AVAILABLE DATA ▸
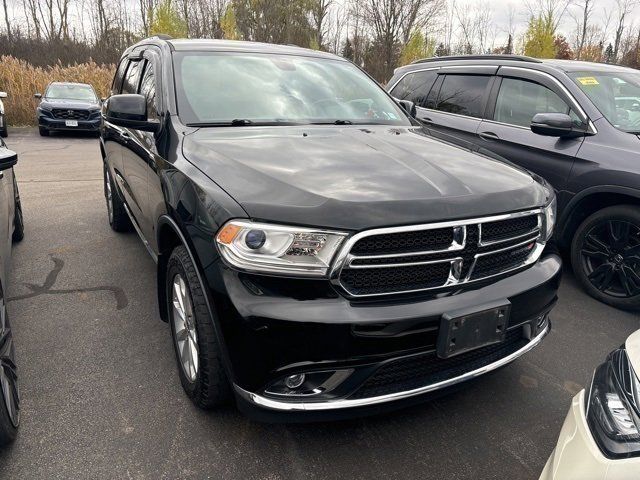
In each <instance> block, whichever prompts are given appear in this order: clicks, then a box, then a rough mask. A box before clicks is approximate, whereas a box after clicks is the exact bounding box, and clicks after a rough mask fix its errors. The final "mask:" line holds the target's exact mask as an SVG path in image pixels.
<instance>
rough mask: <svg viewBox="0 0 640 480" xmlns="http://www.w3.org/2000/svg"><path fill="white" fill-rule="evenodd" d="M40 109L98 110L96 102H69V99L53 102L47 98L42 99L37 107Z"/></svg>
mask: <svg viewBox="0 0 640 480" xmlns="http://www.w3.org/2000/svg"><path fill="white" fill-rule="evenodd" d="M39 106H40V107H41V108H45V109H49V110H50V109H52V108H68V109H73V110H88V109H90V108H94V109H95V108H100V104H99V103H98V102H88V101H85V100H71V99H58V98H56V99H55V100H52V99H49V98H43V99H42V101H41V102H40V105H39Z"/></svg>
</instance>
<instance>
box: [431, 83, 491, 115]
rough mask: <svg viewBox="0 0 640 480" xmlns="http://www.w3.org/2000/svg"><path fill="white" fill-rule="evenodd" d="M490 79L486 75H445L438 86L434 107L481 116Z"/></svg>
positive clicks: (457, 112) (483, 112)
mask: <svg viewBox="0 0 640 480" xmlns="http://www.w3.org/2000/svg"><path fill="white" fill-rule="evenodd" d="M490 79H491V77H489V76H486V75H447V76H446V77H445V78H444V81H443V83H442V87H441V88H440V94H439V95H438V102H437V104H436V108H435V109H436V110H440V111H441V112H448V113H456V114H458V115H465V116H467V117H475V118H482V114H483V113H484V104H485V98H486V92H487V87H488V85H489V80H490Z"/></svg>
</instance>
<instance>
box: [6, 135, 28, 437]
mask: <svg viewBox="0 0 640 480" xmlns="http://www.w3.org/2000/svg"><path fill="white" fill-rule="evenodd" d="M17 161H18V156H17V155H16V154H15V153H14V152H12V151H11V150H9V149H8V148H7V146H6V145H5V143H4V141H3V140H2V139H0V446H3V445H5V444H7V443H9V442H11V441H13V440H14V438H15V437H16V433H17V429H18V425H19V423H20V395H19V393H18V376H17V371H16V363H15V361H16V359H15V348H14V346H13V335H12V333H11V325H10V324H9V318H8V316H7V305H6V294H7V290H6V289H7V280H8V274H9V265H10V257H11V243H12V242H16V241H20V240H22V238H23V237H24V227H23V224H22V207H21V205H20V195H19V194H18V185H17V183H16V178H15V176H14V174H13V166H14V165H15V164H16V163H17Z"/></svg>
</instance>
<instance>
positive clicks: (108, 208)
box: [103, 163, 131, 232]
mask: <svg viewBox="0 0 640 480" xmlns="http://www.w3.org/2000/svg"><path fill="white" fill-rule="evenodd" d="M103 173H104V175H103V176H104V198H105V200H106V202H107V218H108V219H109V225H110V226H111V228H112V230H114V231H116V232H128V231H130V230H131V219H130V218H129V215H127V211H126V210H125V206H124V202H123V201H122V199H121V198H120V195H119V194H118V191H117V190H116V185H115V183H114V181H113V178H111V174H110V173H109V168H108V167H107V164H106V163H105V164H104V168H103Z"/></svg>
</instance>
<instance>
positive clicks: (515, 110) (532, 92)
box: [493, 78, 582, 128]
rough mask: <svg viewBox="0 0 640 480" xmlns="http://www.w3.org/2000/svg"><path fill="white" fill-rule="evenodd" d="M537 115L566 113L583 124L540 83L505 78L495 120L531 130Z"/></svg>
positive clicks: (500, 90) (516, 79)
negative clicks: (519, 126)
mask: <svg viewBox="0 0 640 480" xmlns="http://www.w3.org/2000/svg"><path fill="white" fill-rule="evenodd" d="M537 113H566V114H569V115H571V118H572V119H573V121H574V122H575V123H576V124H578V125H580V124H581V123H582V122H581V121H580V119H579V118H578V116H577V115H575V113H574V112H572V111H571V109H570V108H569V106H568V105H567V104H566V103H565V102H564V100H562V99H561V98H560V97H559V96H558V95H557V94H556V93H554V92H553V91H551V90H549V89H548V88H547V87H544V86H542V85H540V84H538V83H535V82H530V81H528V80H520V79H515V78H503V79H502V85H501V86H500V91H499V92H498V99H497V101H496V109H495V113H494V115H493V119H494V120H495V121H496V122H501V123H509V124H511V125H519V126H521V127H526V128H529V126H530V125H531V119H532V118H533V117H534V115H536V114H537Z"/></svg>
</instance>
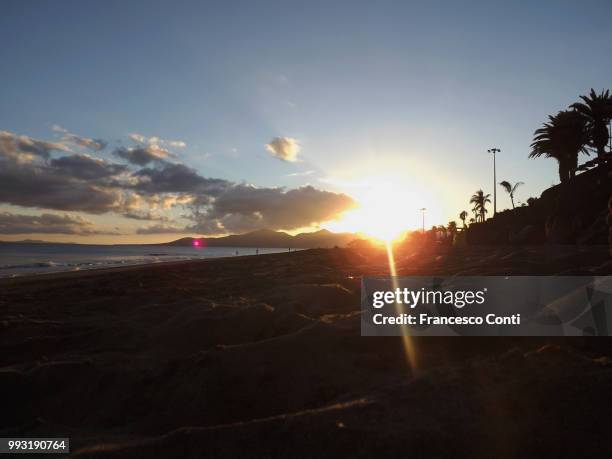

PROBLEM DETAILS ▸ Copy the lines from the one containing "115L566 113L583 124L540" through the one containing "positive clicks: (500, 90) (516, 79)", inclusive. Replace "rough mask" with "coarse mask" and leave everything else unchanged.

EXERCISE RESPONSE ▸
coarse mask: <svg viewBox="0 0 640 480" xmlns="http://www.w3.org/2000/svg"><path fill="white" fill-rule="evenodd" d="M537 115L566 113L583 124L540 83L505 78L495 120L531 130Z"/></svg>
positive clicks: (500, 90) (516, 79)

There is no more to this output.